(Stored data entries)
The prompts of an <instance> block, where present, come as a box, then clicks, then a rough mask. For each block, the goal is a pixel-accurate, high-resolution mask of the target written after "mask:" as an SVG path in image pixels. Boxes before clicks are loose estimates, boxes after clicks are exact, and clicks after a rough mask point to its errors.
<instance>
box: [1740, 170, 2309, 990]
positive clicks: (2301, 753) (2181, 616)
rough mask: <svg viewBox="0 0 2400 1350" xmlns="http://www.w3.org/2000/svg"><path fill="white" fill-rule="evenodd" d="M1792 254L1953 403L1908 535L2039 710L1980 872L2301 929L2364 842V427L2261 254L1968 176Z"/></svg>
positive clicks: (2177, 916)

> Exercise requirements
Report every line of the listing above that contains the string "instance".

> Your response
The prompts of an <instance> block, where present, come as a box, then clicks, then a rough mask. For each block, the goal is a pixel-accurate, high-resolution mask of the target written after "mask:" as an SVG path in image pixels. Boxes before clicks are loose estimates, boxes after clicks are exact, and clicks after a rough mask point to its errors.
<instance>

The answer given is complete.